[Some entries]
______________________________

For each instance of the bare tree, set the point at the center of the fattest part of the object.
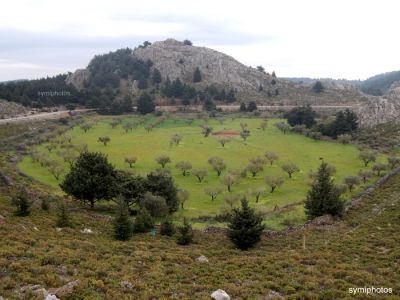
(367, 156)
(365, 174)
(176, 139)
(200, 174)
(206, 130)
(271, 157)
(104, 139)
(224, 140)
(213, 192)
(184, 166)
(183, 196)
(131, 161)
(257, 193)
(351, 181)
(273, 182)
(229, 180)
(217, 164)
(163, 160)
(378, 168)
(55, 169)
(290, 168)
(232, 199)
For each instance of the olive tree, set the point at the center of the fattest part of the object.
(224, 140)
(217, 164)
(232, 199)
(200, 174)
(364, 175)
(213, 192)
(378, 168)
(257, 192)
(274, 182)
(351, 181)
(184, 166)
(229, 180)
(367, 156)
(271, 157)
(393, 162)
(104, 139)
(130, 161)
(206, 130)
(163, 160)
(183, 196)
(255, 168)
(290, 168)
(175, 139)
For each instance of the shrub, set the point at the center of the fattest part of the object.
(185, 233)
(155, 205)
(167, 227)
(63, 218)
(22, 203)
(143, 222)
(245, 227)
(122, 223)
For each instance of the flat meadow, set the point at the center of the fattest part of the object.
(281, 208)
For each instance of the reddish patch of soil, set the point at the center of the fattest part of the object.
(227, 133)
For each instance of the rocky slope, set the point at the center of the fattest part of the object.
(175, 59)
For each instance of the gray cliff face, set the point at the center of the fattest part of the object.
(177, 60)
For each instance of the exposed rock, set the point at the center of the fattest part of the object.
(220, 295)
(202, 259)
(378, 110)
(78, 78)
(35, 290)
(126, 285)
(65, 289)
(273, 295)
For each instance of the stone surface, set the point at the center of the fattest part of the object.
(202, 259)
(273, 295)
(65, 289)
(220, 295)
(126, 285)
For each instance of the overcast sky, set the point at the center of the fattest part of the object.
(299, 38)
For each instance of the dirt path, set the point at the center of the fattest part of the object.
(41, 116)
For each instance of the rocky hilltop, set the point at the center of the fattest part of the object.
(175, 59)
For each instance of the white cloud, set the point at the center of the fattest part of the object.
(340, 39)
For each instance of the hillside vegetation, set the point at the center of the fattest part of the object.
(281, 208)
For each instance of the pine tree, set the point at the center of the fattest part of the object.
(63, 218)
(122, 223)
(245, 227)
(20, 200)
(167, 227)
(197, 75)
(156, 76)
(185, 233)
(324, 196)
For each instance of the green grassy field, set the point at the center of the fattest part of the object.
(194, 147)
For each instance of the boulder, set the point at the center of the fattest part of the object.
(202, 259)
(65, 289)
(35, 290)
(220, 295)
(126, 285)
(273, 295)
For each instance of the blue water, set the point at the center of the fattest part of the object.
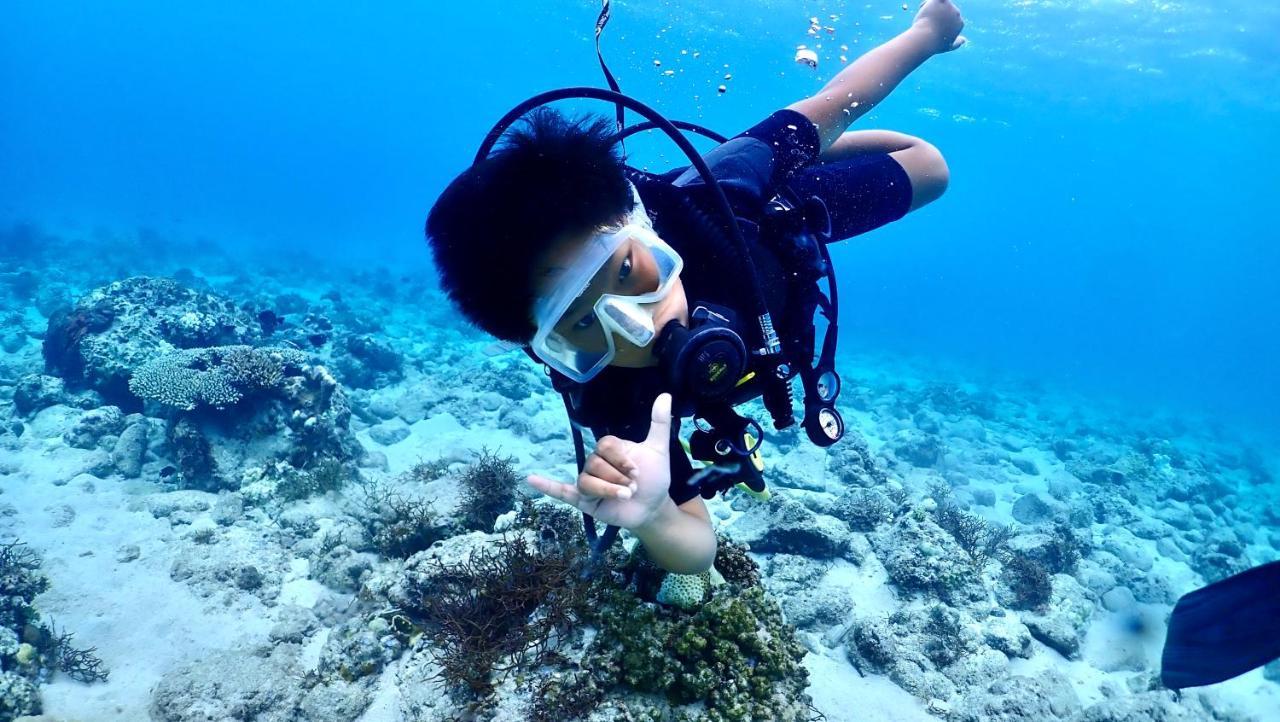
(1107, 228)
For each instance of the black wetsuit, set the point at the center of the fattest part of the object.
(862, 193)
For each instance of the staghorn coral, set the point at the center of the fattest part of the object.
(117, 328)
(981, 539)
(488, 490)
(216, 377)
(479, 612)
(398, 525)
(21, 581)
(735, 654)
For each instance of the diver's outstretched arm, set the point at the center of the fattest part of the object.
(871, 78)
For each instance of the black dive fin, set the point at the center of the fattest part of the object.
(1224, 630)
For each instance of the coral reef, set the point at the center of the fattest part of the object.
(488, 490)
(117, 328)
(216, 377)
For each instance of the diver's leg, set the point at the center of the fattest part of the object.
(923, 163)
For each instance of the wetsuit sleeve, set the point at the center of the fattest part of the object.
(862, 192)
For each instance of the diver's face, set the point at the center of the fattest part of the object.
(631, 270)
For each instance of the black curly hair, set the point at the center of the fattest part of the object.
(552, 177)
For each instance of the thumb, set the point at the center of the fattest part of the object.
(659, 425)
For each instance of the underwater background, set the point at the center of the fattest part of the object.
(1068, 360)
(1110, 160)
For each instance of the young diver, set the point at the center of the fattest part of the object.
(547, 242)
(1224, 630)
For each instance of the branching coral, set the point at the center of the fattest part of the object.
(21, 581)
(735, 565)
(398, 525)
(735, 654)
(479, 613)
(976, 535)
(488, 490)
(218, 377)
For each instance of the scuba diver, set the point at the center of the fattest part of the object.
(1224, 630)
(654, 297)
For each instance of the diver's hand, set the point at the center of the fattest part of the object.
(624, 483)
(942, 22)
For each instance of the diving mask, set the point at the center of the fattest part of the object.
(576, 336)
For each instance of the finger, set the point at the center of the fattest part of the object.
(604, 469)
(615, 452)
(597, 487)
(659, 424)
(562, 492)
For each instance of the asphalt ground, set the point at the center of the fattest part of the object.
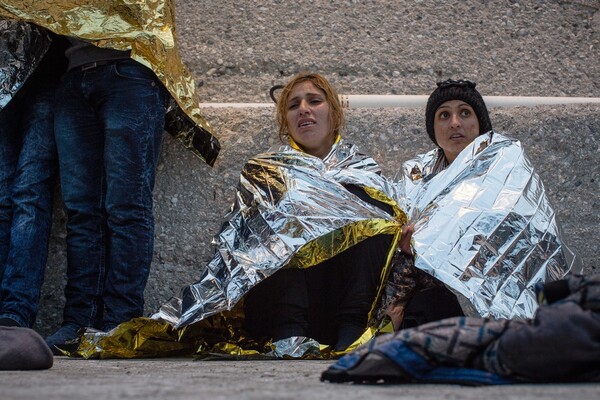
(185, 378)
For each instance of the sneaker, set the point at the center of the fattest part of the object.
(9, 322)
(66, 338)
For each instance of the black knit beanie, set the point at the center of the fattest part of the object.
(457, 90)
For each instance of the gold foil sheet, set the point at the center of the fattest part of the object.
(291, 210)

______________________________

_Exercise_: Copy the entries between the line containing "For each instance of the hillside" and the line containing "(1107, 228)", inclusive, with their requests, and shift each point by adding -43 to both of its coordinates. Omit the pictures.

_The answer_:
For each instance of the hillside vegetation, set the point at the center of the fattest part of the object.
(238, 165)
For each instance of the pine tree, set the point at the center of the fattest part of the object.
(20, 175)
(79, 180)
(202, 184)
(-23, 157)
(124, 184)
(154, 32)
(113, 33)
(142, 190)
(281, 153)
For each instance of the green grassy field, set the point at the center of the fattest part of the object.
(151, 104)
For each instance of the boulder, set the point at the center of the fattest part of the object.
(159, 216)
(22, 246)
(-8, 247)
(177, 252)
(83, 242)
(230, 252)
For each instance of the blue water, set the point at the center of the fattest part of the object.
(1064, 185)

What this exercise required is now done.